**What you should do**
Restating the data word for word is all that is required.

**Data**
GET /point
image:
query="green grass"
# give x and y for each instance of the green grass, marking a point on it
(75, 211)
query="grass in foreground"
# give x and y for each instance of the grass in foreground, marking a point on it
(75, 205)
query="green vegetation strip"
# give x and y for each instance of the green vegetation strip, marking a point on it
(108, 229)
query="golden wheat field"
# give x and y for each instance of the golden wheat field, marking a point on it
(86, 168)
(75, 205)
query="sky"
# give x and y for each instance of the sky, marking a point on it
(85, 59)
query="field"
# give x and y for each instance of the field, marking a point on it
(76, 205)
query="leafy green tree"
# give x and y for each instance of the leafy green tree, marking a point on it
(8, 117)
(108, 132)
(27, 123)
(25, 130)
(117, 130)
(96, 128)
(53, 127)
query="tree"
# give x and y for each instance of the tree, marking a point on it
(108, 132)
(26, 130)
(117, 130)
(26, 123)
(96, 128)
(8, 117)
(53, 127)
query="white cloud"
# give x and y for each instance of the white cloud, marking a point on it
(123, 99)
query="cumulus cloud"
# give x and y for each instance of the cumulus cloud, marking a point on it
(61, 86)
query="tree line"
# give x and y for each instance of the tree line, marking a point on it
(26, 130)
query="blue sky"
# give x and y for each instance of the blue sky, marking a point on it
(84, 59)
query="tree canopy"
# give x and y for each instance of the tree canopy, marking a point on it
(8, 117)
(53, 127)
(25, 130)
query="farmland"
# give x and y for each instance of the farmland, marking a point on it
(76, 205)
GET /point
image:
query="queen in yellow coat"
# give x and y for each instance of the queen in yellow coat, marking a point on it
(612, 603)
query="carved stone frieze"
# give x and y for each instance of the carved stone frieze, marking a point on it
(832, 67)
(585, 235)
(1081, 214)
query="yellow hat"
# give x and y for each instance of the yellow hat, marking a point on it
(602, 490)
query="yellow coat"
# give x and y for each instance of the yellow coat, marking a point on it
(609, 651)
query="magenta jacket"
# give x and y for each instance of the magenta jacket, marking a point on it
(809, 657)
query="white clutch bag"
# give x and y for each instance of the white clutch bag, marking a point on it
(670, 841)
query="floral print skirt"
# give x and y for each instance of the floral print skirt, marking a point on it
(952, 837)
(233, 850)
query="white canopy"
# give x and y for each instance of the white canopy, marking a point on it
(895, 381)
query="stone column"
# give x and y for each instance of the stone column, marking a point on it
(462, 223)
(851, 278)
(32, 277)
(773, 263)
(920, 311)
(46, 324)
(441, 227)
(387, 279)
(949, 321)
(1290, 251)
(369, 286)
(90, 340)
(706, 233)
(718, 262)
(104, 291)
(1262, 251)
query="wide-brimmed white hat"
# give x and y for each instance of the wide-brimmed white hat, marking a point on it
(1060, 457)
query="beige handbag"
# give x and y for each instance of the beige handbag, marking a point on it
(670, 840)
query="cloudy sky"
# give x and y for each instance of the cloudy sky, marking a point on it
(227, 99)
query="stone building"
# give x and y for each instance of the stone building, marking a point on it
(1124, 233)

**Task answer**
GET /point
image:
query="green grass"
# give x and y for each instance of the green grass, marking a point on it
(75, 211)
query="grass in foreground"
# give x and y for each instance of the grass in foreground, marking a point on it
(75, 205)
query="green vegetation strip"
# give x and y for each instance of the green vegetation strip, marking a point on it
(108, 229)
query="golden wheat field"
# give x and y for each instance of the golden wheat field, marking a point on it
(86, 168)
(75, 205)
query="sky"
# give x and y for each instance of the sky, marking a point on it
(85, 59)
query="field"
# give x and y for each instance of the field, marking a point on it
(76, 205)
query="leafy green tree"
# give x and y for each instance of the leafy green tree, marking a point on it
(8, 117)
(108, 132)
(27, 123)
(25, 130)
(117, 130)
(96, 128)
(53, 127)
query="tree"
# give x and y for each instance of the tree, marking a point on it
(108, 132)
(26, 130)
(117, 130)
(26, 123)
(96, 128)
(8, 117)
(53, 127)
query="white cloud"
# give x and y for each instance of the white cloud, marking a point on it
(123, 99)
query="cumulus cloud"
# give x and y for each instance of the cumulus cloud, marking a point on it
(61, 86)
query="tree line"
# give x and y for each instance of the tree line, marking a point on it
(26, 130)
query="blue sky"
# give x and y for each instance of the blue sky, marking a point on it
(84, 59)
query="tree canopy"
# give x and y for each instance of the tree canopy, marking a point on it
(8, 117)
(53, 127)
(25, 130)
query="farmland"
# give x and y for each instance of the farmland, marking a point on it
(76, 205)
GET /point
image:
query="queen in yellow coat"
# give x and y for each instance of the queen in yellow coat, marking a point on it
(612, 603)
query="carved stone frieze"
# give x and y for each instance of the carved stone frieze, marking a point on it
(832, 67)
(585, 235)
(1081, 214)
query="yellow hat"
# give x and y for each instance of the yellow hat, marking a point on it
(602, 490)
query="yellow coat"
# give x and y for each instance of the yellow coat, marking a point on it
(609, 651)
query="magenta jacket"
# give x and y for each instance of the magenta jacket, marking a point on it
(809, 657)
query="white clutch bag"
# give x and y for each instance of the white clutch bag, marking a point on it
(670, 841)
query="floral print skirt"
# give x and y for each instance of the floral print skirt, marking a point on it
(952, 837)
(233, 850)
query="white canopy"
# give x and y for each instance of the white canopy, marking a point on it
(895, 381)
query="stone column"
# give x and y for each instance of the stone column, marking a point on it
(462, 223)
(851, 278)
(32, 277)
(773, 263)
(920, 311)
(46, 324)
(441, 227)
(387, 279)
(949, 321)
(1290, 251)
(369, 286)
(90, 340)
(706, 233)
(718, 262)
(104, 291)
(1262, 251)
query="wide-brimmed white hat"
# give x and y for each instance of the wide-brimmed white hat, marking a point on it
(1060, 457)
query="beige handbag"
# give x and y for each instance of the beige handbag, marking a point on it
(670, 840)
query="cloudy sky"
# give x and y for each instance of the cloudy sky, marking a point on it
(227, 99)
query="stone building"
# give x and y for each instance of the stone building, marking a point on it
(1124, 233)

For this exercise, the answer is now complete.